Task instructions — Repeat every line of the data below word for word, changing nothing.

Material to process —
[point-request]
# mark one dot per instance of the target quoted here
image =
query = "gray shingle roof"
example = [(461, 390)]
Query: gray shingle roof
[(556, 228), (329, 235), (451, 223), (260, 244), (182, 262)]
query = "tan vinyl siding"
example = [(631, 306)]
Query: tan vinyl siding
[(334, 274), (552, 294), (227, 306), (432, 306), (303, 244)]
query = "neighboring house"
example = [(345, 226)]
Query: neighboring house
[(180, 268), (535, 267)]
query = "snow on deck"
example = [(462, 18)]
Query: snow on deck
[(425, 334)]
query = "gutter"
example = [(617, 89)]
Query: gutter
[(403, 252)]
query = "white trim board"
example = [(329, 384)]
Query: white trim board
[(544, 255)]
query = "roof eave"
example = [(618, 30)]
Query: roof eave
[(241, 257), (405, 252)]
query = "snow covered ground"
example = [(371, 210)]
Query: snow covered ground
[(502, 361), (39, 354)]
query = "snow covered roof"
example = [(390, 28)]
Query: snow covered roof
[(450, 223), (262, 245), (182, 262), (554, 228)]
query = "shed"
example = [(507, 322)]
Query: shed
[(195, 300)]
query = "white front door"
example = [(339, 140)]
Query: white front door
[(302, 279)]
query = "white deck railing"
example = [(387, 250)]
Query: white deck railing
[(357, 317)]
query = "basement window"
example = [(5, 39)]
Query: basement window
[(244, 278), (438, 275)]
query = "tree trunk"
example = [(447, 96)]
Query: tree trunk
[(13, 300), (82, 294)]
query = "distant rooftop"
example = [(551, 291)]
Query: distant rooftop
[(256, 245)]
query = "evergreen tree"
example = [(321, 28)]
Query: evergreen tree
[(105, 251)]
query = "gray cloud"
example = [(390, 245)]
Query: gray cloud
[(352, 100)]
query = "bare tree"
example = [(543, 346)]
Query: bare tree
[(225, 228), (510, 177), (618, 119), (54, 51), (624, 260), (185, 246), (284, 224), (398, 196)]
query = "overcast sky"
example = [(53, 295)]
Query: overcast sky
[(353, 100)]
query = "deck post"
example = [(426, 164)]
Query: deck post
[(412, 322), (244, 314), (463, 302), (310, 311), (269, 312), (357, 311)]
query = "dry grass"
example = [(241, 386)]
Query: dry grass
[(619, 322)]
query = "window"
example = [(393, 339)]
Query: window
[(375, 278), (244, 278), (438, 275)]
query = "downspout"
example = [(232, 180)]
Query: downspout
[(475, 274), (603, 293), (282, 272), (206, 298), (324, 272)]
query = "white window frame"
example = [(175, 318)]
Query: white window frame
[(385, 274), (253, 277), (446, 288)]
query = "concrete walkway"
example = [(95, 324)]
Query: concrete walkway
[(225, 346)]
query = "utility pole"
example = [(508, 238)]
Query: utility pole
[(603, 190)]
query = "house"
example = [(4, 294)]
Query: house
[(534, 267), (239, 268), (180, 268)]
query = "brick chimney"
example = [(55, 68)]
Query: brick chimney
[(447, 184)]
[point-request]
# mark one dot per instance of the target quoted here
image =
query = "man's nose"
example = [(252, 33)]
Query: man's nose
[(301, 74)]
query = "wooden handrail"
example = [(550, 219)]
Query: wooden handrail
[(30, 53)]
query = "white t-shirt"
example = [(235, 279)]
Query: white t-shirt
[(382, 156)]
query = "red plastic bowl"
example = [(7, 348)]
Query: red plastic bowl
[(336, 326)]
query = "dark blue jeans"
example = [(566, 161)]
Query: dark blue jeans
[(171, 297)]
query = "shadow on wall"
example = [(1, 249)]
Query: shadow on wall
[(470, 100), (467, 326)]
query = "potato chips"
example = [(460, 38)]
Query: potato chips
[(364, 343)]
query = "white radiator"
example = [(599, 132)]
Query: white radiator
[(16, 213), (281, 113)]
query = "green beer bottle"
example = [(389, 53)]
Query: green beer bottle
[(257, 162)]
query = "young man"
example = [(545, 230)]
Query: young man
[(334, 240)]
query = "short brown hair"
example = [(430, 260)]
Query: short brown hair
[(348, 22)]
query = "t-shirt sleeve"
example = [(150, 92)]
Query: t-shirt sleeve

Answer below —
[point-request]
# mark one dot per instance of the target quoted here
image =
query = "gray shingle roof"
example = [(461, 390)]
Query: gray shingle roof
[(556, 228), (329, 235), (451, 223), (260, 244), (182, 262)]
query = "tan vinyl siding"
example = [(631, 306)]
Query: tan vinyl siding
[(334, 274), (552, 294), (227, 306), (432, 306), (303, 244)]
query = "neighboring house"
example = [(345, 226)]
Query: neighboring house
[(180, 268), (535, 267)]
query = "snow on deck"
example = [(462, 18)]
Query: snow on deck
[(425, 334)]
query = "gutter"
example = [(617, 89)]
Query: gutter
[(403, 252)]
query = "white trim board"
example = [(329, 384)]
Query: white trim board
[(544, 255)]
query = "roof eave"
example = [(618, 30)]
Query: roof eave
[(241, 257), (405, 252)]
query = "snow covered ground"
example = [(371, 210)]
Query: snow covered ground
[(502, 361), (39, 354)]
query = "snow covered roof"
example = [(390, 28)]
Query: snow covered roof
[(450, 223), (262, 245), (182, 262), (554, 228)]
query = "shed"
example = [(507, 322)]
Query: shed
[(195, 300)]
query = "white front door"
example = [(339, 140)]
Query: white front door
[(302, 279)]
query = "white deck railing"
example = [(387, 250)]
Query: white deck railing
[(357, 317)]
query = "basement window"
example = [(5, 39)]
Query: basement window
[(244, 278), (438, 275)]
query = "tree trunk"
example = [(447, 96)]
Query: tree trunk
[(13, 300), (82, 294)]
query = "distant rooftop"
example = [(551, 291)]
Query: distant rooftop
[(256, 245)]
query = "evergreen tree"
example = [(321, 28)]
Query: evergreen tree
[(105, 251)]
query = "gray cloud"
example = [(390, 245)]
Query: gray cloud
[(352, 100)]
query = "bare tree"
example = [(543, 346)]
Query: bare tree
[(225, 228), (510, 177), (618, 119), (54, 51), (624, 260), (185, 246), (284, 224), (398, 196)]
query = "overcast sky"
example = [(53, 295)]
Query: overcast sky
[(353, 100)]
query = "deck post"
example = [(426, 164)]
Query: deck post
[(412, 322), (244, 314), (463, 302), (310, 311), (269, 312), (357, 311)]
query = "dry grass"
example = [(241, 386)]
Query: dry grass
[(619, 322)]
query = "window"
example = [(393, 339)]
Query: window
[(375, 278), (244, 278), (438, 275)]
query = "downspout"
example = [(232, 180)]
Query: downspout
[(475, 274), (603, 293), (282, 272), (206, 298), (324, 272)]
query = "white window frame"
example = [(175, 318)]
Query: white window frame
[(385, 274), (253, 277), (446, 288)]
query = "concrete walkway"
example = [(95, 324)]
Query: concrete walkway
[(225, 346)]
query = "utility pole"
example = [(508, 238)]
Query: utility pole
[(603, 190)]
query = "house"
example = [(4, 294)]
Query: house
[(534, 267), (239, 268), (180, 268)]
query = "brick chimney"
example = [(55, 68)]
Query: brick chimney
[(447, 184)]
[point-request]
# mark one dot per instance of the target quoted here
image =
query = "man's nose"
example = [(252, 33)]
Query: man's nose
[(301, 74)]
query = "wooden handrail"
example = [(550, 219)]
Query: wooden handrail
[(30, 53)]
query = "white t-shirt"
example = [(235, 279)]
Query: white t-shirt
[(382, 156)]
query = "red plastic bowl"
example = [(7, 348)]
Query: red plastic bowl
[(336, 326)]
query = "dark blue jeans"
example = [(566, 161)]
Query: dark blue jeans
[(171, 297)]
query = "shadow on wall"
example = [(1, 249)]
Query: shadow on wall
[(470, 100), (467, 326)]
query = "potato chips"
example = [(460, 38)]
Query: potato chips
[(364, 343)]
query = "white radiator"
example = [(599, 132)]
Query: white radiator
[(16, 213), (281, 113)]
query = "green beer bottle"
example = [(389, 53)]
Query: green beer bottle
[(257, 162)]
query = "young man"
example = [(545, 230)]
Query: young man
[(334, 240)]
query = "short brown hair"
example = [(430, 260)]
Query: short brown hair
[(348, 22)]
query = "t-shirt sleeve"
example = [(150, 92)]
Query: t-shirt sleeve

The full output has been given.